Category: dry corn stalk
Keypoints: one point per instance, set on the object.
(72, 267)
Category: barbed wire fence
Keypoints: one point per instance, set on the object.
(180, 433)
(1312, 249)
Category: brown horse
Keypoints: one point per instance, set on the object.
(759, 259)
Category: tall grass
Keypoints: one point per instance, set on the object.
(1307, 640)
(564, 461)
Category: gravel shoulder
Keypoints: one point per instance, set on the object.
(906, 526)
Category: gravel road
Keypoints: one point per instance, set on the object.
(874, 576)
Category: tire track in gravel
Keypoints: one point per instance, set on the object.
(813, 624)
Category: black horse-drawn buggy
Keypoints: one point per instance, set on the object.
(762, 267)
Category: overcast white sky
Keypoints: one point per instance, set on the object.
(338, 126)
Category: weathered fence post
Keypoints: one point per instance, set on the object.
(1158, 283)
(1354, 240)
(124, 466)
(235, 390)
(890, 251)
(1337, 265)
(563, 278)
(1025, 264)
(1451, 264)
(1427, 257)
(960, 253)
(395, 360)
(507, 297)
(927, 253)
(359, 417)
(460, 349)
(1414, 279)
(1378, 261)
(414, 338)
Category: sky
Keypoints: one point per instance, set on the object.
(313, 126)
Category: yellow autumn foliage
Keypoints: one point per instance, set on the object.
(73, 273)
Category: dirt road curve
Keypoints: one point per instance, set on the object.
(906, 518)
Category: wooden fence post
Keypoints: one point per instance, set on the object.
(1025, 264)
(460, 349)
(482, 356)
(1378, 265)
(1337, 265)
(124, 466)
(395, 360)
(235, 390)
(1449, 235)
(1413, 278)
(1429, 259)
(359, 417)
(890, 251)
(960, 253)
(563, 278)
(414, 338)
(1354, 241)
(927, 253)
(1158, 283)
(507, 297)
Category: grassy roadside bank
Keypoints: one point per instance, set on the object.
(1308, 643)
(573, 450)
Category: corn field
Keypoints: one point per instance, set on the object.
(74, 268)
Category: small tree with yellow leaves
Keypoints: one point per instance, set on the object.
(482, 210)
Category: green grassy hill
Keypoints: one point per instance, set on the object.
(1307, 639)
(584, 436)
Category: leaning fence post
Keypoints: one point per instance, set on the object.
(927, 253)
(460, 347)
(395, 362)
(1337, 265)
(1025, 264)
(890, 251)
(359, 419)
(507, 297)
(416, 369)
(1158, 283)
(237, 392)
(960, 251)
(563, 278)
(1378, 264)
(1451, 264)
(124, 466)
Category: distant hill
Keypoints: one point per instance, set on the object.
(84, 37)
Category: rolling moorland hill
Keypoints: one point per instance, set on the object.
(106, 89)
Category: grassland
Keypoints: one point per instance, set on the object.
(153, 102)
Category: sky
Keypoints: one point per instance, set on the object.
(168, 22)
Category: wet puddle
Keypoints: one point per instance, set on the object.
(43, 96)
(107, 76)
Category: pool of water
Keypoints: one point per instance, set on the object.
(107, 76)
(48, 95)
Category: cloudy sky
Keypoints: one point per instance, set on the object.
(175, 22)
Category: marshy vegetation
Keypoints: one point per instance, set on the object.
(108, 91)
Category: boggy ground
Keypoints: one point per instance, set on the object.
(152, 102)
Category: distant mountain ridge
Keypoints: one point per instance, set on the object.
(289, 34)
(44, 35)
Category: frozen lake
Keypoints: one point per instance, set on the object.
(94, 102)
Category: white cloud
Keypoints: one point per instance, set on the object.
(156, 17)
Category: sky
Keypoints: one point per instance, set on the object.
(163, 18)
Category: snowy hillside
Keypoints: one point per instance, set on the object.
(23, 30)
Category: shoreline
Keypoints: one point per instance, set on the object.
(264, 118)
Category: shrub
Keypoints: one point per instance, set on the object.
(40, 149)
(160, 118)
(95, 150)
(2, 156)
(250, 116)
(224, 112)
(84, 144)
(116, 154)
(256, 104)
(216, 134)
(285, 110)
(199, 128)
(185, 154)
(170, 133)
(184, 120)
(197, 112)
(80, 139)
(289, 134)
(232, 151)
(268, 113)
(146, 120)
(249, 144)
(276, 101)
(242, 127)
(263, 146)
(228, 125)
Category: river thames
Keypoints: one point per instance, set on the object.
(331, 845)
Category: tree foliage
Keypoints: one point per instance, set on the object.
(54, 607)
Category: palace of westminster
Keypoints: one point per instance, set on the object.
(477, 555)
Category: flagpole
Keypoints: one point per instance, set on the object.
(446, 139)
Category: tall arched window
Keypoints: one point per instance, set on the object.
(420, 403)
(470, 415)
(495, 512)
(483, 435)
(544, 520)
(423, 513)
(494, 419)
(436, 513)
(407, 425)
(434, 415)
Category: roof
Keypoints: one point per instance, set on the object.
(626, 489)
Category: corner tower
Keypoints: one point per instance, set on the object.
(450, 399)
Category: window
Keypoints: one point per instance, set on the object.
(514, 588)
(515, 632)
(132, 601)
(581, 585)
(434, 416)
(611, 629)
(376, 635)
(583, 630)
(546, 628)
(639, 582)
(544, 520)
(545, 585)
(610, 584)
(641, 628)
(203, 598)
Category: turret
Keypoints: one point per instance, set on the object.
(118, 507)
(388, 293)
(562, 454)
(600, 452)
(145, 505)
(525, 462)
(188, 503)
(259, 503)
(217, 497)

------------------------------

TASK DETAILS = Give back every record exactly.

RESULT =
Category: dry corn stalk
Keypoints: one point per instance, set on the object.
(72, 267)
Category: barbed wire fence
Keypoints: one point per instance, set on the object.
(180, 433)
(1312, 249)
Category: brown horse
Keypoints: one point per instance, set on the object.
(759, 259)
Category: tall grass
Keypoints: one point per instance, set on the object.
(1307, 640)
(564, 461)
Category: gravel shoulder
Keypoints: one point per instance, set on the object.
(906, 526)
Category: gravel road
Keypoints: one point per instance, set on the object.
(874, 576)
Category: tire track in gravel
Keypoints: one point per instance, set on the object.
(813, 624)
Category: black horse-drawn buggy
Keypoints: one point per instance, set on the object.
(762, 267)
Category: overcast white sky
Keypoints: one point per instance, set on the object.
(338, 126)
Category: weathered fence post
Keypoints: one point per instance, set on the object.
(1158, 283)
(1354, 240)
(124, 466)
(235, 390)
(890, 251)
(1337, 265)
(563, 278)
(1025, 264)
(1451, 264)
(1427, 257)
(960, 253)
(395, 360)
(507, 297)
(927, 253)
(359, 417)
(460, 349)
(1414, 279)
(1378, 261)
(414, 338)
Category: sky
Keypoints: one point per instance, set on the object.
(313, 126)
Category: yellow autumn foliage
Keypoints: one point per instance, set on the object.
(73, 273)
Category: dirt road curve
Keypoints: one point per instance, set on the object.
(906, 518)
Category: wooden fence post
Keypoints: one point per instance, set on the object.
(1025, 264)
(460, 349)
(482, 356)
(1378, 265)
(1337, 265)
(124, 466)
(395, 360)
(235, 390)
(1449, 235)
(1413, 278)
(1429, 259)
(359, 417)
(890, 251)
(960, 253)
(563, 278)
(414, 338)
(1354, 241)
(927, 253)
(1158, 283)
(507, 297)
Category: grassy roadside bank
Keypoints: one point per instance, set on the object.
(1308, 643)
(573, 450)
Category: corn field
Keypoints: one point per instance, set on the object.
(74, 268)
Category: small tree with yellow leaves
Keypoints: one point per instance, set on the object.
(482, 210)
Category: green grassy hill
Keypoints: one point per instance, set on the object.
(1307, 639)
(584, 436)
Category: leaning fence post
Keypoints: one point per instance, set on the object.
(927, 253)
(460, 347)
(395, 362)
(1337, 265)
(1025, 264)
(890, 251)
(359, 419)
(507, 297)
(416, 369)
(1158, 283)
(237, 392)
(960, 251)
(563, 278)
(1378, 264)
(1451, 264)
(124, 466)
Category: distant hill
Keypoints: one point per instance, set on the object.
(84, 37)
Category: rolling moorland hill
Keypoints: one point per instance, set on the object.
(106, 89)
Category: grassland
Keypoints: one point per instance, set on the object.
(153, 102)
Category: sky
Keypoints: one point per instance, set on the object.
(168, 22)
Category: wet puddle
Keypoints: one point per instance, set on the object.
(43, 96)
(107, 76)
Category: pool of water
Keypoints: one point per instance, set on the object.
(107, 76)
(48, 95)
Category: cloudy sky
Keypoints: one point per instance, set on the object.
(175, 22)
Category: marshy vegetation
Keypoints: one point per instance, set on the object.
(108, 91)
Category: boggy ground
Keypoints: one point per instance, set on the object.
(152, 102)
Category: distant mountain ridge
Keypoints: one point per instance, set on the object.
(289, 34)
(44, 35)
Category: frozen lake
Keypoints: one point per instance, set on the object.
(94, 102)
Category: white cloud
Keypoints: one point per instance, set on the object.
(156, 17)
Category: sky
Keypoints: one point per instance, set on the object.
(163, 18)
Category: snowy hillside
Keypoints: one point per instance, set on the object.
(23, 30)
Category: shoreline
Keypoints: one point per instance, set on the object.
(264, 118)
Category: shrub
Keypoints: one point per instance, set on the object.
(40, 149)
(160, 118)
(95, 150)
(2, 156)
(250, 116)
(224, 112)
(84, 144)
(116, 154)
(256, 104)
(216, 134)
(285, 110)
(199, 128)
(185, 154)
(170, 133)
(184, 120)
(197, 112)
(80, 139)
(289, 134)
(232, 151)
(268, 113)
(146, 120)
(249, 144)
(276, 101)
(242, 127)
(263, 146)
(228, 125)
Category: river thames
Keypoints: one point per instance, set on the object.
(331, 845)
Category: tree foliage
Keypoints: one point per instance, set on the object.
(54, 607)
Category: palace of westminster
Keypoints: one point per instance, set on the object.
(477, 555)
Category: flagpole
Keypoints: one point per instance, set on the object.
(446, 139)
Category: tall arched window
Keypoints: one point per instance, set on the object.
(420, 403)
(470, 415)
(495, 512)
(483, 435)
(544, 520)
(423, 513)
(494, 419)
(436, 513)
(407, 425)
(434, 415)
Category: roof
Keypoints: one point per instance, set on the object.
(626, 489)
Category: corner tower
Keypoints: one point per instance, set on the object.
(450, 399)
Category: window
Keypoints: one point per instance, set on the object.
(514, 588)
(515, 632)
(132, 601)
(581, 585)
(434, 416)
(611, 629)
(376, 635)
(583, 630)
(546, 628)
(639, 582)
(544, 520)
(545, 585)
(610, 584)
(641, 628)
(203, 598)
Category: turret
Keypoints: one point per instance, set on the object.
(118, 507)
(388, 293)
(562, 454)
(600, 452)
(145, 505)
(525, 462)
(188, 503)
(259, 503)
(217, 497)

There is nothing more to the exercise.